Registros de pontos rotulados
┄┄┄┄┄┄

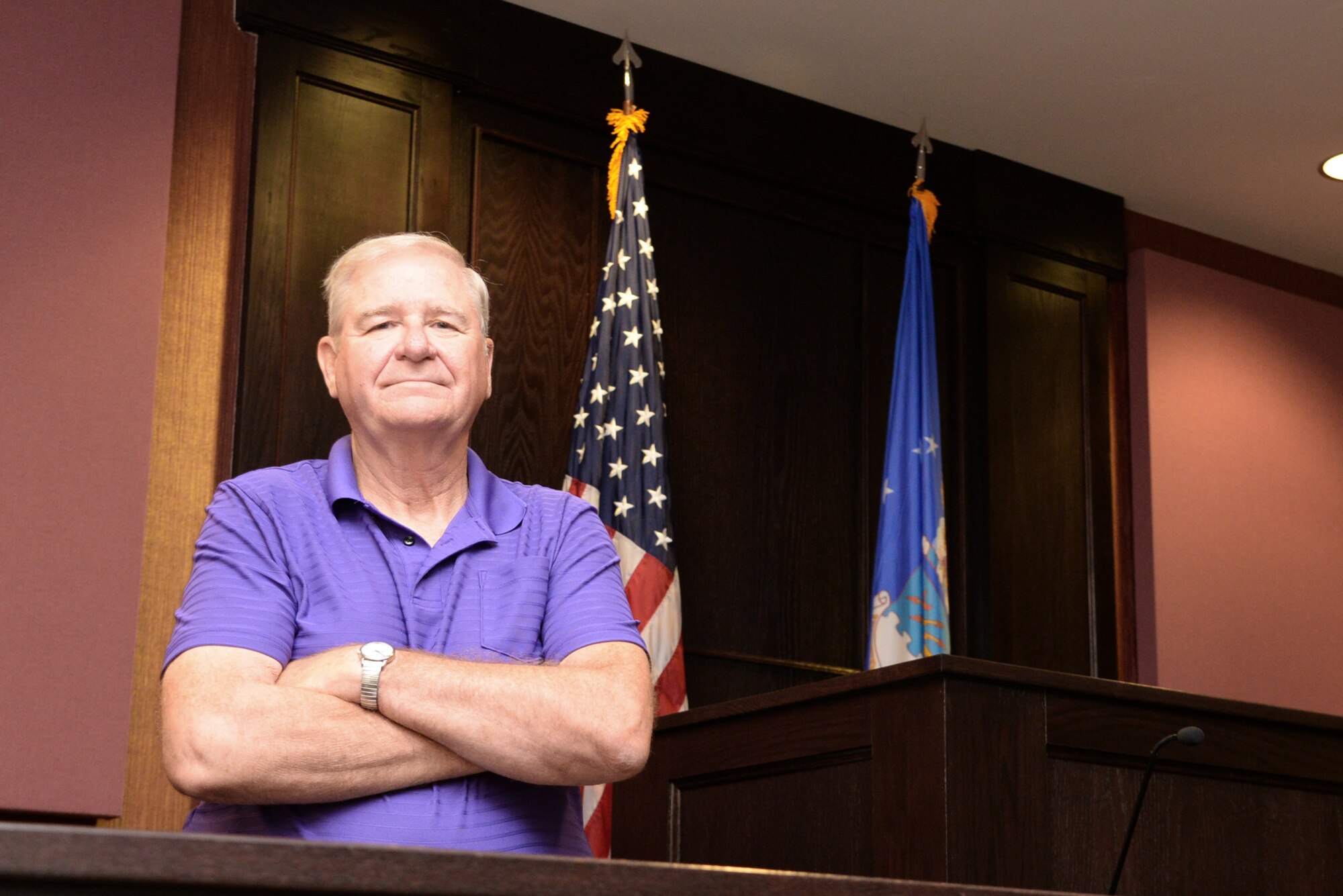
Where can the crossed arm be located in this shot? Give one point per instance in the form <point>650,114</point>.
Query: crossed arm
<point>238,728</point>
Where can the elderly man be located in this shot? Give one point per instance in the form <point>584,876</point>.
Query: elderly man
<point>396,646</point>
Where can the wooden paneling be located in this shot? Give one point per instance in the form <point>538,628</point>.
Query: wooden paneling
<point>751,816</point>
<point>535,242</point>
<point>781,272</point>
<point>755,352</point>
<point>194,391</point>
<point>68,862</point>
<point>1286,842</point>
<point>347,149</point>
<point>1000,830</point>
<point>993,775</point>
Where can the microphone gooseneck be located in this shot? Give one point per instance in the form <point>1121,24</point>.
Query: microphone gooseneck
<point>1189,737</point>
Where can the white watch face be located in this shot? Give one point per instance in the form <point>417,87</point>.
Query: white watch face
<point>377,651</point>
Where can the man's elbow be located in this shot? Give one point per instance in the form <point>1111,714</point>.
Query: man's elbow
<point>629,744</point>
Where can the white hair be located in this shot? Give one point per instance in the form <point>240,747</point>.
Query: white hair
<point>336,286</point>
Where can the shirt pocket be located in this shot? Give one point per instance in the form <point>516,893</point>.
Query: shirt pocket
<point>514,601</point>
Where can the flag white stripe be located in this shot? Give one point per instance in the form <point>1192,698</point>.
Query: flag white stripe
<point>631,556</point>
<point>663,632</point>
<point>592,797</point>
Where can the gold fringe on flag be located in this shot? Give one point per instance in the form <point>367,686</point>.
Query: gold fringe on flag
<point>925,197</point>
<point>622,122</point>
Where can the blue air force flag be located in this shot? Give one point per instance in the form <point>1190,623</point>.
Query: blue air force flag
<point>910,579</point>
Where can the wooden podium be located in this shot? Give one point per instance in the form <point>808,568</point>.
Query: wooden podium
<point>949,769</point>
<point>79,862</point>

┄┄┄┄┄┄

INSTRUÇÕES DA TAREFA: Renomeie "wooden paneling" para "wood paneling" em todos os registros, sem alterar mais nada. Deixe as imagens fora da resposta.

RESPOSTA ESCRITA:
Where can the crossed arm be located in this shot? Give one point per instance in the form <point>650,114</point>.
Query: crossed arm
<point>238,728</point>
Where can the elderly man be located in this shot? Give one point per instance in the form <point>584,876</point>.
Query: elderly man
<point>396,646</point>
Where can the wood paneling be located in this shot? Give one point per instance in the form <point>538,628</point>.
Query: wood paneling
<point>751,816</point>
<point>535,242</point>
<point>781,272</point>
<point>755,352</point>
<point>194,391</point>
<point>68,862</point>
<point>1286,842</point>
<point>347,149</point>
<point>1000,830</point>
<point>993,775</point>
Where can the microphone gooseneck be located in this shot? Give one point per instance in the form <point>1121,24</point>.
Query: microphone gooseneck
<point>1189,737</point>
Where can the white watch face be located in this shot? Give one point per instance in the form <point>417,87</point>.
Query: white watch face
<point>377,651</point>
Where can the man's elbow be located in this shot? Give one point per instance in the form <point>1111,714</point>.
Query: man's elbow
<point>629,744</point>
Where can the white hair be located in this shot? Give one point per instance in the form <point>240,747</point>.
Query: white hair
<point>336,286</point>
Where can the shirt pocket be located in this shot? Give one point per instance in the form <point>516,893</point>.
Query: shirt pocket
<point>514,601</point>
Where can the flag white stripe be located in this shot? Give one point per instance in the form <point>1192,698</point>.
Query: flag white stripe
<point>631,556</point>
<point>663,632</point>
<point>592,797</point>
Where can the gold fringe on flag be located in this shot? Give one point per instance in the form <point>367,686</point>.
Query: gold fringe on flag
<point>925,197</point>
<point>622,122</point>
Where can the blue air force flag be located in this shot? Give one point per instance in the form <point>1190,623</point>.
Query: blue air force flag
<point>910,579</point>
Where can the wooden podium be located in this shot? Give one point per instance in the form <point>808,568</point>.
Query: wooden podium
<point>949,769</point>
<point>79,862</point>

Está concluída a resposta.